• _EXERCISE AIM_
Because the pictures are not wanted, give back only the exact text of every entry below.

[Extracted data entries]
+-------+
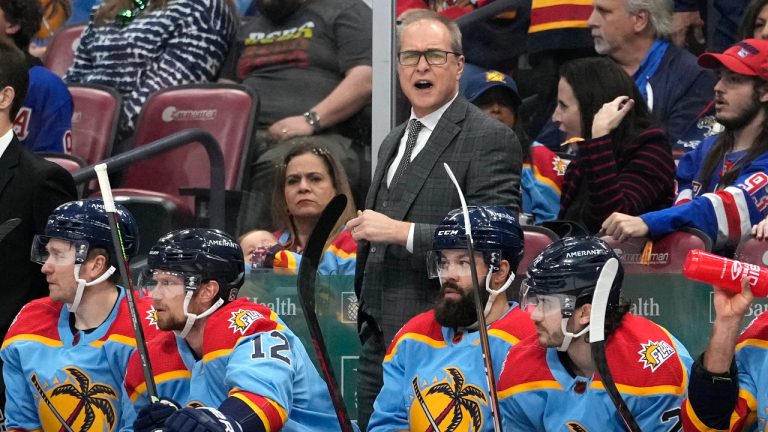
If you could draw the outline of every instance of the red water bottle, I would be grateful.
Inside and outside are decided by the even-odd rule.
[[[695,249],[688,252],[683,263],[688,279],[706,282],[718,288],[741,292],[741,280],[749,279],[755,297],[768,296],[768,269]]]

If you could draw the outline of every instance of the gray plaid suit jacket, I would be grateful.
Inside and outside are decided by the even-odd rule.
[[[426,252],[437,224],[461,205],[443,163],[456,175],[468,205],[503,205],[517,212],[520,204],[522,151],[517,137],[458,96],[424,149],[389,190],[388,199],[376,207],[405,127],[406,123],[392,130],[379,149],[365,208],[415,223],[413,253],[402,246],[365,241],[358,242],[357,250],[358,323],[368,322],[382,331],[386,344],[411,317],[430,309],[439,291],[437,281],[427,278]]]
+-------+
• _ANSWER TO THIS TASK_
If you could draw the outline of every instance of the red water bottle, I would be grateful.
Inside and outside are decided by the even-odd rule.
[[[695,249],[688,252],[683,263],[688,279],[706,282],[718,288],[741,292],[741,280],[749,279],[755,297],[768,296],[768,269]]]

If you could draw the outline of every instance of the gray plaid suit jacket, I would be grateful.
Inside and outside are decided by the even-odd rule.
[[[426,252],[437,224],[461,205],[443,163],[456,175],[468,205],[503,205],[517,212],[520,204],[522,151],[517,137],[458,96],[424,149],[389,190],[388,199],[376,207],[405,127],[406,123],[392,130],[379,149],[365,208],[415,223],[413,253],[402,246],[365,241],[358,242],[357,250],[358,323],[368,322],[382,331],[386,344],[411,317],[430,309],[439,291],[437,281],[427,278]]]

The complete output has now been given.